- [Exercise aim]
Taking the line with "the hand holding water bottle" as the first and the line with "the black hair" as the last, set down exactly every line in that range from the entries below, and no more.
── Material for the task
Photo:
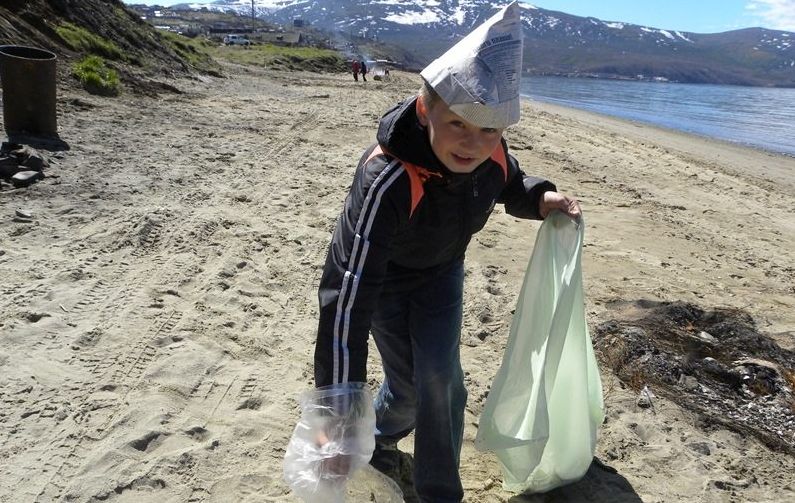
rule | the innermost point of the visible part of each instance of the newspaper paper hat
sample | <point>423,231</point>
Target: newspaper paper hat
<point>478,77</point>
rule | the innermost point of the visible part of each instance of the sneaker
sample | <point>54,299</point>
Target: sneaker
<point>386,459</point>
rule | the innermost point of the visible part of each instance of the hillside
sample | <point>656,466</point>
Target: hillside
<point>72,29</point>
<point>555,43</point>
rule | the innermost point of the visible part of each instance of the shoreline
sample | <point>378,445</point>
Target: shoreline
<point>741,159</point>
<point>159,304</point>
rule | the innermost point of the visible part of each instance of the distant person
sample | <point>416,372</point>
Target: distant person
<point>355,67</point>
<point>395,266</point>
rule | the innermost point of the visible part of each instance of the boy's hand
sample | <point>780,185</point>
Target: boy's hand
<point>557,201</point>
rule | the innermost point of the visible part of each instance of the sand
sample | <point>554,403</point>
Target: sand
<point>158,310</point>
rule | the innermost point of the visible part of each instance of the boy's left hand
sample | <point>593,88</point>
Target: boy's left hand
<point>557,201</point>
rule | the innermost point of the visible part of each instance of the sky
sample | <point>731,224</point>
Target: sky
<point>697,16</point>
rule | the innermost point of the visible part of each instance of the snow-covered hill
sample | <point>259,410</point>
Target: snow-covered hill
<point>555,42</point>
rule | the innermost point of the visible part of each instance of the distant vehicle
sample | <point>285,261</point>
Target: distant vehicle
<point>236,40</point>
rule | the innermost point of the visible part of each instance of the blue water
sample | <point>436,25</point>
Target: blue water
<point>755,116</point>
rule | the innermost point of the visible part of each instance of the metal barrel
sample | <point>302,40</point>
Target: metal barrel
<point>28,79</point>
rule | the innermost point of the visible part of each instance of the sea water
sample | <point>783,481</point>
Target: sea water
<point>756,116</point>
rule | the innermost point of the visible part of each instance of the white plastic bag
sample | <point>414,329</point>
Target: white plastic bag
<point>334,438</point>
<point>545,405</point>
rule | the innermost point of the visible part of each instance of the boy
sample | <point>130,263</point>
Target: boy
<point>395,266</point>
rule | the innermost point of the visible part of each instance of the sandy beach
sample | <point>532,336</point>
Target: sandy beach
<point>158,308</point>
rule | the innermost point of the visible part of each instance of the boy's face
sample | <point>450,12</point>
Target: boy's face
<point>460,145</point>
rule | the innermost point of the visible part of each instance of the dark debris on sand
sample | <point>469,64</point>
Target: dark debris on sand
<point>713,362</point>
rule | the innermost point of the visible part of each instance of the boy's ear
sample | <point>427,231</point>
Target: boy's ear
<point>422,111</point>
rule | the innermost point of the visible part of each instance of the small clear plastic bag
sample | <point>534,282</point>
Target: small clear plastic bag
<point>334,438</point>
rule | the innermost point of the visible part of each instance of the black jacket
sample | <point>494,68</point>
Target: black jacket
<point>406,217</point>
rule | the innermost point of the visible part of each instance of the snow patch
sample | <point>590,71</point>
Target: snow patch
<point>424,17</point>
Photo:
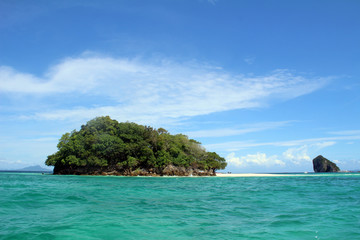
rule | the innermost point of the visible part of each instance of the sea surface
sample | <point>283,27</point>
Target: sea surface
<point>300,206</point>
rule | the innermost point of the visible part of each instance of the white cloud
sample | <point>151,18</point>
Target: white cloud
<point>259,159</point>
<point>346,132</point>
<point>240,145</point>
<point>151,90</point>
<point>236,131</point>
<point>297,155</point>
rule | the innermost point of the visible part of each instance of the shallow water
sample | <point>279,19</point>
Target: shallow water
<point>35,206</point>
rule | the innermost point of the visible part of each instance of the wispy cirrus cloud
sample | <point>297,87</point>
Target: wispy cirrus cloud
<point>240,145</point>
<point>259,159</point>
<point>225,132</point>
<point>152,91</point>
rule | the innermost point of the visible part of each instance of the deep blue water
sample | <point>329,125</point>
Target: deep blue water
<point>36,206</point>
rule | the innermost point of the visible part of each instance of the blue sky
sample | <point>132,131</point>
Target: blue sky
<point>267,84</point>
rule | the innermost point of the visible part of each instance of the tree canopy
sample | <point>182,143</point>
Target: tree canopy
<point>126,146</point>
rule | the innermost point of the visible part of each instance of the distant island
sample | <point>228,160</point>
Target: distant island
<point>106,147</point>
<point>321,164</point>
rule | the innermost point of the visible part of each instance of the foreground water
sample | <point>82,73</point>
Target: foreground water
<point>35,206</point>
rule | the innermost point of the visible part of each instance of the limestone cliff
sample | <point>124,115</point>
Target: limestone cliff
<point>321,164</point>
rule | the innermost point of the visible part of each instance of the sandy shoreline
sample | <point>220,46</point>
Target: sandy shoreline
<point>249,175</point>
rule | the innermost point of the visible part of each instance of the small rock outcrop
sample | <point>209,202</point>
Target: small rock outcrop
<point>321,164</point>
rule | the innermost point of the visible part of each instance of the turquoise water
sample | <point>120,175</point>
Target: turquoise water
<point>35,206</point>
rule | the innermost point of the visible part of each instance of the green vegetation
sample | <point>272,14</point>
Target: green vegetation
<point>108,145</point>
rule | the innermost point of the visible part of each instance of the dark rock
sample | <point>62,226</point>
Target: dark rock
<point>321,164</point>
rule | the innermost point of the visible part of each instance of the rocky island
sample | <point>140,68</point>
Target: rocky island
<point>106,147</point>
<point>321,164</point>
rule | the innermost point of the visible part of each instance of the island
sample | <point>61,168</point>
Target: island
<point>321,164</point>
<point>106,147</point>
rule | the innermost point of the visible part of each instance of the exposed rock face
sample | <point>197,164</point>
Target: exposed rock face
<point>321,164</point>
<point>169,170</point>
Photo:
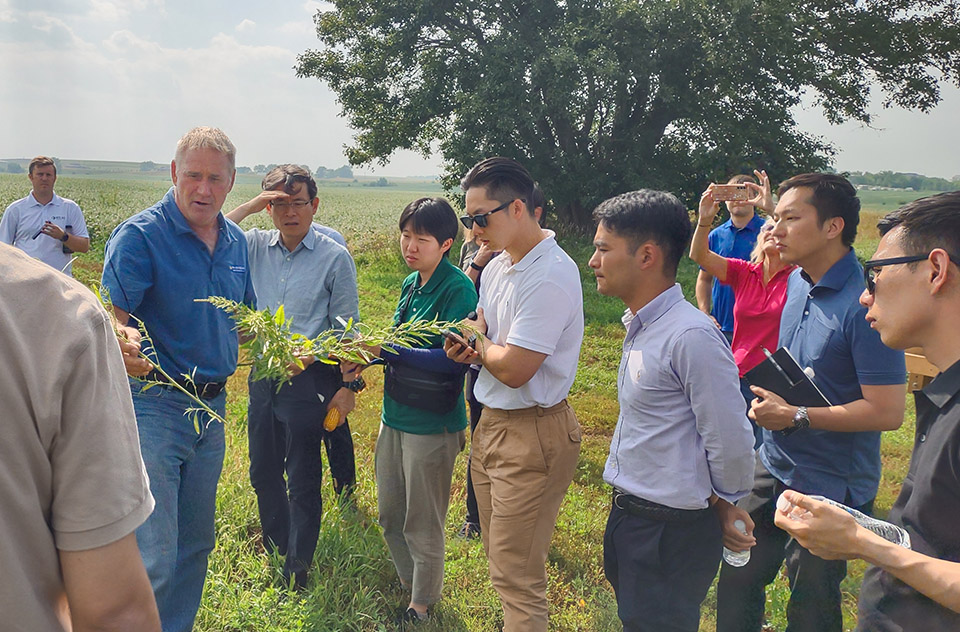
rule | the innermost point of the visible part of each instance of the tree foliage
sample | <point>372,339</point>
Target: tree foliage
<point>597,97</point>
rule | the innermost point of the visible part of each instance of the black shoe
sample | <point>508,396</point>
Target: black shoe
<point>411,617</point>
<point>469,531</point>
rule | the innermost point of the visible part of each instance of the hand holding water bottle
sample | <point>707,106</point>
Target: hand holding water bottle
<point>827,530</point>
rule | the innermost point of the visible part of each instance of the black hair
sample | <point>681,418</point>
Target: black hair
<point>647,215</point>
<point>504,179</point>
<point>287,176</point>
<point>928,223</point>
<point>833,196</point>
<point>433,216</point>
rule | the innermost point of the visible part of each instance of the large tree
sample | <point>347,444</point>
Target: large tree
<point>598,97</point>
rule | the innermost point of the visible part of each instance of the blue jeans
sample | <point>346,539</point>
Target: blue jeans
<point>184,470</point>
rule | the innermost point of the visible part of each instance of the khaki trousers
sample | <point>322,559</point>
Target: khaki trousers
<point>522,464</point>
<point>413,491</point>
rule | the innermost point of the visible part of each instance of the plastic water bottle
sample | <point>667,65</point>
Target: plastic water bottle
<point>737,558</point>
<point>886,530</point>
────
- [Result of the exercise]
rule | the innermost point of the visible part of each instance of the hand holding water bottle
sample | <point>707,106</point>
Target: hand holding water bottle
<point>827,530</point>
rule | the innermost point of the visible part of each instance of the black hair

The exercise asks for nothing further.